- _Task item_
Every line below must come back exactly as it stands, with the images omitted.

Saved data entries
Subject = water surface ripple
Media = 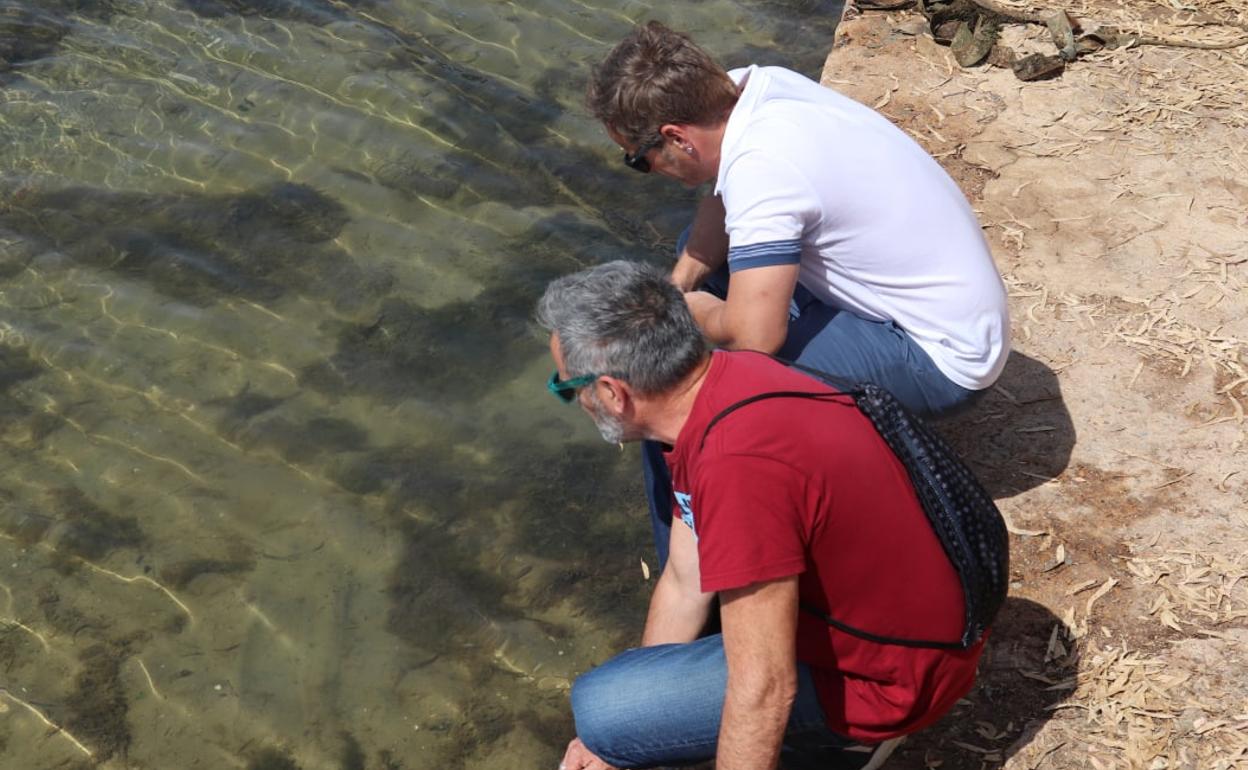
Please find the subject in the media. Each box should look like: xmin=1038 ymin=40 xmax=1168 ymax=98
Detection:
xmin=0 ymin=0 xmax=841 ymax=766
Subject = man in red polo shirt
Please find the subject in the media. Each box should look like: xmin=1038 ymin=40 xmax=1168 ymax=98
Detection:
xmin=538 ymin=261 xmax=984 ymax=770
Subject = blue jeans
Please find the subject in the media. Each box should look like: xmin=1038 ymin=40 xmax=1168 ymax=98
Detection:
xmin=573 ymin=634 xmax=864 ymax=769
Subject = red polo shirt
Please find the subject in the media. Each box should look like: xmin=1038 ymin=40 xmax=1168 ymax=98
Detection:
xmin=665 ymin=351 xmax=983 ymax=742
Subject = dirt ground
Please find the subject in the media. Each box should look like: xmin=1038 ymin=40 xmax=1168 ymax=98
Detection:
xmin=820 ymin=2 xmax=1248 ymax=768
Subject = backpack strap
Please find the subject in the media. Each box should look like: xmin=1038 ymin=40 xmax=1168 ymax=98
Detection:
xmin=698 ymin=390 xmax=851 ymax=451
xmin=800 ymin=603 xmax=969 ymax=651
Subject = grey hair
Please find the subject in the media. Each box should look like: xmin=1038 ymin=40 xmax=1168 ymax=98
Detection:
xmin=536 ymin=260 xmax=708 ymax=395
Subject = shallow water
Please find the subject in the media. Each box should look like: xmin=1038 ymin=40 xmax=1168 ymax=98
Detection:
xmin=0 ymin=1 xmax=841 ymax=766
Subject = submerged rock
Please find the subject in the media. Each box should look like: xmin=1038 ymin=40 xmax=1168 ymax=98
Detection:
xmin=0 ymin=5 xmax=67 ymax=75
xmin=0 ymin=0 xmax=124 ymax=84
xmin=246 ymin=747 xmax=302 ymax=770
xmin=301 ymin=287 xmax=538 ymax=403
xmin=228 ymin=182 xmax=349 ymax=244
xmin=159 ymin=557 xmax=256 ymax=589
xmin=0 ymin=181 xmax=391 ymax=312
xmin=48 ymin=487 xmax=146 ymax=565
xmin=62 ymin=637 xmax=145 ymax=762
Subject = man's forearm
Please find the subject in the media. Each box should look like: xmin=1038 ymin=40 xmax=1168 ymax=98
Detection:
xmin=716 ymin=577 xmax=801 ymax=770
xmin=684 ymin=293 xmax=730 ymax=346
xmin=683 ymin=288 xmax=789 ymax=354
xmin=671 ymin=195 xmax=729 ymax=292
xmin=641 ymin=568 xmax=713 ymax=646
xmin=715 ymin=676 xmax=795 ymax=770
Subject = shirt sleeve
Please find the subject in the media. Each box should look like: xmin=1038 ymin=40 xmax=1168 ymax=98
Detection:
xmin=721 ymin=150 xmax=818 ymax=273
xmin=694 ymin=452 xmax=810 ymax=593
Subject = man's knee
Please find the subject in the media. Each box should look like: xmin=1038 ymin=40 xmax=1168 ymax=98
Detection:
xmin=572 ymin=658 xmax=716 ymax=769
xmin=570 ymin=665 xmax=620 ymax=757
xmin=572 ymin=663 xmax=662 ymax=767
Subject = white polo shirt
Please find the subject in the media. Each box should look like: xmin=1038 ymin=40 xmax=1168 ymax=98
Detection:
xmin=717 ymin=65 xmax=1009 ymax=390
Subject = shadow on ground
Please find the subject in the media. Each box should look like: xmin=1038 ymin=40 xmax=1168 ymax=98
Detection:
xmin=882 ymin=597 xmax=1077 ymax=770
xmin=942 ymin=351 xmax=1076 ymax=499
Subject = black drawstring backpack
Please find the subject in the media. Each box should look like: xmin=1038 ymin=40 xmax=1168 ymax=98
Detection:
xmin=699 ymin=358 xmax=1009 ymax=650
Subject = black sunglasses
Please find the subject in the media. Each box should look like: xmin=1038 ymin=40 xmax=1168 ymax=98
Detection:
xmin=623 ymin=135 xmax=665 ymax=174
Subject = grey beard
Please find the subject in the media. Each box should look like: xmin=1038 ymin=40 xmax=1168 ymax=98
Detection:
xmin=591 ymin=409 xmax=625 ymax=444
xmin=585 ymin=390 xmax=626 ymax=444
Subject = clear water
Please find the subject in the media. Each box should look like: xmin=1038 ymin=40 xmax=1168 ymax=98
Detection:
xmin=0 ymin=1 xmax=840 ymax=766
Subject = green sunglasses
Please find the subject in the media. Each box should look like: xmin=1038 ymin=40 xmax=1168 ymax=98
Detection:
xmin=547 ymin=370 xmax=599 ymax=403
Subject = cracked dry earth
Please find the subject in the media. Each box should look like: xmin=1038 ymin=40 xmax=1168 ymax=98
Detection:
xmin=821 ymin=2 xmax=1248 ymax=768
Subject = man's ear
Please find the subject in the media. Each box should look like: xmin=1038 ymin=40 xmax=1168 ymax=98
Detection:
xmin=660 ymin=124 xmax=688 ymax=149
xmin=596 ymin=376 xmax=631 ymax=415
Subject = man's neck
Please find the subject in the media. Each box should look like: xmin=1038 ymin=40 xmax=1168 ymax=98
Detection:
xmin=695 ymin=73 xmax=745 ymax=181
xmin=687 ymin=121 xmax=727 ymax=184
xmin=637 ymin=355 xmax=714 ymax=446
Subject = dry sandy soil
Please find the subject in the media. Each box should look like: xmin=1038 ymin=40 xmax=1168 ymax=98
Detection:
xmin=821 ymin=1 xmax=1248 ymax=768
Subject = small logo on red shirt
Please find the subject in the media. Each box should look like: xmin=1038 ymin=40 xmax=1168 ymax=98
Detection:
xmin=674 ymin=491 xmax=697 ymax=540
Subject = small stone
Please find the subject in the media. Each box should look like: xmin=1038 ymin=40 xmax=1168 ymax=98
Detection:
xmin=933 ymin=20 xmax=960 ymax=43
xmin=987 ymin=45 xmax=1016 ymax=69
xmin=895 ymin=18 xmax=930 ymax=37
xmin=951 ymin=18 xmax=1000 ymax=67
xmin=1177 ymin=707 xmax=1205 ymax=733
xmin=1013 ymin=53 xmax=1066 ymax=82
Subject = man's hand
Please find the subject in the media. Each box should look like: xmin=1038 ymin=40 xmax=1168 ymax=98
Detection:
xmin=683 ymin=259 xmax=798 ymax=353
xmin=560 ymin=737 xmax=617 ymax=770
xmin=682 ymin=290 xmax=725 ymax=337
xmin=710 ymin=264 xmax=800 ymax=352
xmin=671 ymin=195 xmax=729 ymax=292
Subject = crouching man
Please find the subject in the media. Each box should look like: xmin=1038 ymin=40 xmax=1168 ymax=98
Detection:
xmin=538 ymin=261 xmax=985 ymax=770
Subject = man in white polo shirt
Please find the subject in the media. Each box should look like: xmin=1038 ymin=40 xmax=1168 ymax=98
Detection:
xmin=587 ymin=21 xmax=1011 ymax=590
xmin=586 ymin=21 xmax=1009 ymax=419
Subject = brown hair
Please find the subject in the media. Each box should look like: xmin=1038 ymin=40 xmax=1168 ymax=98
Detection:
xmin=586 ymin=21 xmax=739 ymax=146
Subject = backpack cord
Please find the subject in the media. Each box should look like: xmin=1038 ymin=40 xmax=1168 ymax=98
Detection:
xmin=698 ymin=389 xmax=977 ymax=650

- _Response for this exercise_
Subject = water surface ripple
Media = 
Please find the subject in the media. Each box should look like: xmin=1038 ymin=40 xmax=1168 ymax=98
Detection:
xmin=0 ymin=0 xmax=841 ymax=766
Subject = man in red polo shirt
Please find the subject in the media. Each box should look like: xmin=1038 ymin=40 xmax=1168 ymax=98
Detection:
xmin=538 ymin=261 xmax=984 ymax=770
Subject = blue jeans
Please find the subject in the media. Each box should look like: xmin=1038 ymin=40 xmax=1168 ymax=98
Detection:
xmin=573 ymin=634 xmax=864 ymax=769
Subject = red polo shirt
Please find the subject in the media. Each box should look like: xmin=1038 ymin=40 xmax=1168 ymax=98
Detection:
xmin=665 ymin=351 xmax=983 ymax=742
Subject = dirt ground
Please find the subject in the media. Each box should look like: xmin=1038 ymin=40 xmax=1168 ymax=98
Detection:
xmin=820 ymin=2 xmax=1248 ymax=768
Subject = backpack strap
Please find the subject in the media. Each box should look like: xmin=1038 ymin=40 xmax=1168 ymax=98
Detection:
xmin=698 ymin=390 xmax=851 ymax=451
xmin=800 ymin=603 xmax=969 ymax=651
Subject = grey hair
Please find the subject in the media. Each box should look like: xmin=1038 ymin=40 xmax=1168 ymax=98
Detection:
xmin=536 ymin=260 xmax=708 ymax=395
Subject = shallow water
Please find the subject in the media. Each box should look like: xmin=1038 ymin=40 xmax=1168 ymax=98
Detection:
xmin=0 ymin=1 xmax=841 ymax=766
Subject = submerged rock
Please find the subject in the media. Each box should look like: xmin=1038 ymin=40 xmax=1168 ymax=98
Detection:
xmin=0 ymin=5 xmax=67 ymax=75
xmin=0 ymin=0 xmax=124 ymax=84
xmin=246 ymin=747 xmax=302 ymax=770
xmin=301 ymin=287 xmax=538 ymax=403
xmin=228 ymin=182 xmax=349 ymax=244
xmin=159 ymin=557 xmax=256 ymax=589
xmin=0 ymin=181 xmax=391 ymax=312
xmin=48 ymin=487 xmax=146 ymax=565
xmin=62 ymin=637 xmax=145 ymax=762
Subject = man's forearm
Please find the subject in the media. Each box should look like: xmin=1038 ymin=40 xmax=1168 ymax=98
Detection:
xmin=716 ymin=577 xmax=801 ymax=770
xmin=684 ymin=293 xmax=730 ymax=346
xmin=683 ymin=288 xmax=789 ymax=354
xmin=671 ymin=195 xmax=729 ymax=292
xmin=641 ymin=568 xmax=713 ymax=646
xmin=715 ymin=676 xmax=795 ymax=770
Subject = shirt sleeve
Please find the subject in the media. Each box should look like: xmin=1038 ymin=40 xmax=1168 ymax=98
Detection:
xmin=721 ymin=150 xmax=818 ymax=273
xmin=694 ymin=452 xmax=810 ymax=593
Subject = man's knee
Please find the subject in the media. Each box should look like: xmin=1038 ymin=40 xmax=1168 ymax=98
Detection:
xmin=572 ymin=658 xmax=716 ymax=769
xmin=570 ymin=665 xmax=620 ymax=757
xmin=572 ymin=663 xmax=662 ymax=767
Subject = white polo shirt
Please find the subject in the media. Each box should look like: xmin=1038 ymin=40 xmax=1168 ymax=98
Detection:
xmin=717 ymin=65 xmax=1009 ymax=390
Subject = shadow on ground
Please find the subject in the media. Each box should look like: xmin=1038 ymin=40 xmax=1168 ymax=98
Detection:
xmin=882 ymin=597 xmax=1077 ymax=770
xmin=942 ymin=351 xmax=1076 ymax=499
Subject = black drawstring backpack
Please find the subject in the media. Each box should look like: xmin=1038 ymin=40 xmax=1168 ymax=98
Detection:
xmin=699 ymin=358 xmax=1009 ymax=650
Subject = black sunglasses
Please find the subject in the media. Each box should look like: xmin=1038 ymin=40 xmax=1168 ymax=98
Detection:
xmin=623 ymin=135 xmax=665 ymax=174
Subject = grey beard
Please find the subject in the media. Each box should look like: xmin=1038 ymin=40 xmax=1168 ymax=98
Detection:
xmin=591 ymin=409 xmax=625 ymax=444
xmin=585 ymin=390 xmax=626 ymax=444
Subject = clear water
Please find the subject in the media. Each box should look like: xmin=1038 ymin=40 xmax=1168 ymax=98
Detection:
xmin=0 ymin=1 xmax=840 ymax=766
Subject = green sunglasses
Please find the subject in the media. Each box should look like: xmin=1038 ymin=40 xmax=1168 ymax=98
Detection:
xmin=547 ymin=370 xmax=599 ymax=403
Subject = cracked dry earth
Please find the subject in the media. Each box should look like: xmin=1038 ymin=40 xmax=1168 ymax=98
Detection:
xmin=821 ymin=2 xmax=1248 ymax=768
Subject = man's ear
Please find the subject in the media. Each box should look like: xmin=1038 ymin=40 xmax=1168 ymax=98
Detection:
xmin=660 ymin=124 xmax=688 ymax=149
xmin=596 ymin=376 xmax=631 ymax=415
Subject = man's neck
Please find the subject in the media. Each box should look like: xmin=1038 ymin=40 xmax=1168 ymax=98
Detection:
xmin=695 ymin=73 xmax=745 ymax=181
xmin=687 ymin=121 xmax=727 ymax=184
xmin=637 ymin=355 xmax=714 ymax=446
Subject = dry sandy soil
Please find the subject in the media. Each box should look like: xmin=1038 ymin=40 xmax=1168 ymax=98
Detection:
xmin=821 ymin=1 xmax=1248 ymax=768
Subject = small logo on red shirt
Please find the subject in the media. Each box should look like: xmin=1038 ymin=40 xmax=1168 ymax=98
Detection:
xmin=674 ymin=491 xmax=697 ymax=540
Subject = small stone
Please find the subject in the media. Each box should look like: xmin=1038 ymin=40 xmax=1168 ymax=98
Detection:
xmin=933 ymin=20 xmax=960 ymax=43
xmin=987 ymin=45 xmax=1016 ymax=69
xmin=895 ymin=18 xmax=930 ymax=37
xmin=951 ymin=18 xmax=1000 ymax=67
xmin=1177 ymin=707 xmax=1205 ymax=733
xmin=1013 ymin=53 xmax=1066 ymax=82
Subject = man's hand
Please find the subject in the media. Each box should look like: xmin=1038 ymin=40 xmax=1168 ymax=98
Detection:
xmin=683 ymin=259 xmax=798 ymax=353
xmin=560 ymin=737 xmax=617 ymax=770
xmin=682 ymin=290 xmax=725 ymax=337
xmin=710 ymin=264 xmax=800 ymax=352
xmin=671 ymin=195 xmax=729 ymax=292
Subject = crouching man
Please find the subject in the media. Each box should look like: xmin=1038 ymin=40 xmax=1168 ymax=98
Detection:
xmin=538 ymin=261 xmax=985 ymax=770
Subject = man in white polo shirt
Please find the subject in the media. Each box should look like: xmin=1038 ymin=40 xmax=1168 ymax=98
Detection:
xmin=587 ymin=21 xmax=1011 ymax=590
xmin=586 ymin=21 xmax=1009 ymax=419
Subject = brown hair
Please find the subject in the media. Each box should look like: xmin=1038 ymin=40 xmax=1168 ymax=98
Detection:
xmin=586 ymin=21 xmax=739 ymax=146
Subject = backpack cord
Please find the subject in the media. Each box should look like: xmin=1038 ymin=40 xmax=1168 ymax=98
Detection:
xmin=698 ymin=389 xmax=977 ymax=650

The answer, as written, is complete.